**** Given text ****

# Agency Trade-in P225



## nighthawk74 (Jul 27, 2008)

Hey all,

I got a few questions and I'm VERY new to handguns.

There is this gun shop in my city and they advertise weekly in the sports section that they have P225, LE agency trade-in handguns, for about $399.99. Has anyone had good/bad luck with used LE handguns? I realize that each gun condition will vary. But, for the price and the good reputation of this gun shop, is it worth getting one? I would THINK and HOPE that the judgement of shop owner is one that would have good discretion about what he would take in and sell to the public.

Lastly, how sturdy/reliable is this particular model in the Sig line?

Thanks!


----------



## BeefyBeefo (Jan 30, 2008)

http://www.handgunforum.net/showthread.php?t=15732

That might help a little.

-Jeff-


----------



## blue d (Apr 3, 2008)

I have no experience with the P225. 

However, I do have a P229 LE traid-in and it is an excellent gun. Most LE trade-in's have been fired few times, mostly to qualify.

Also, Sig makes one of the best firearms on the market. I feel that the "to hell and back" saying is pretty accurate.


----------



## Growler67 (Sep 8, 2008)

****

## Required tasks
• a. Reproduce the records below line for line, with no changes.
• b. Continue the forum thread about the agency trade-in P225 from the point where it stops.

**** The input ****

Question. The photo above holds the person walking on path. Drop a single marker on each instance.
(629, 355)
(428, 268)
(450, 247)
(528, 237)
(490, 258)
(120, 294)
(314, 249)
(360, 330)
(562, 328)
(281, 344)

****

## Responses in order
• a.
Question. The photo above holds the person walking on path. Drop a single marker on each instance.
(629, 355)
(428, 268)
(450, 247)
(528, 237)
(490, 258)
(120, 294)
(314, 249)
(360, 330)
(562, 328)
(281, 344)

• b.
@ $399 I would say they are listing and charging for a used P225 when what they have are the Service model turn-in P6's. I have an issue with shops that are doing this as they are taking advantage of consumers that don't know the difference. The quickest and easiest way to tell the difference between models is to look at the hammer. The P225 has a solid hammer, the P6 has a hole drilled into it with a small "spur" visible. 

It's a modification imposed to visually check if the weapon had been dropped. The spur will break off easily and the hammer would have to be turned in to the armorer for replacement. Standard policy for German service issue sidearms. Most reputable sellers advertise them as P6/P225 and you can get them from about $265-$300. More than that and I would say you are being ripped. If it is in fact a P225 and not a P6, depending on condition they are generally priced in the ~$500+ range. They are no longer produced and supply is getting pretty scarce.


----------



## nighthawk74 (Jul 27, 2008)

Hey all,

THanks for your replies.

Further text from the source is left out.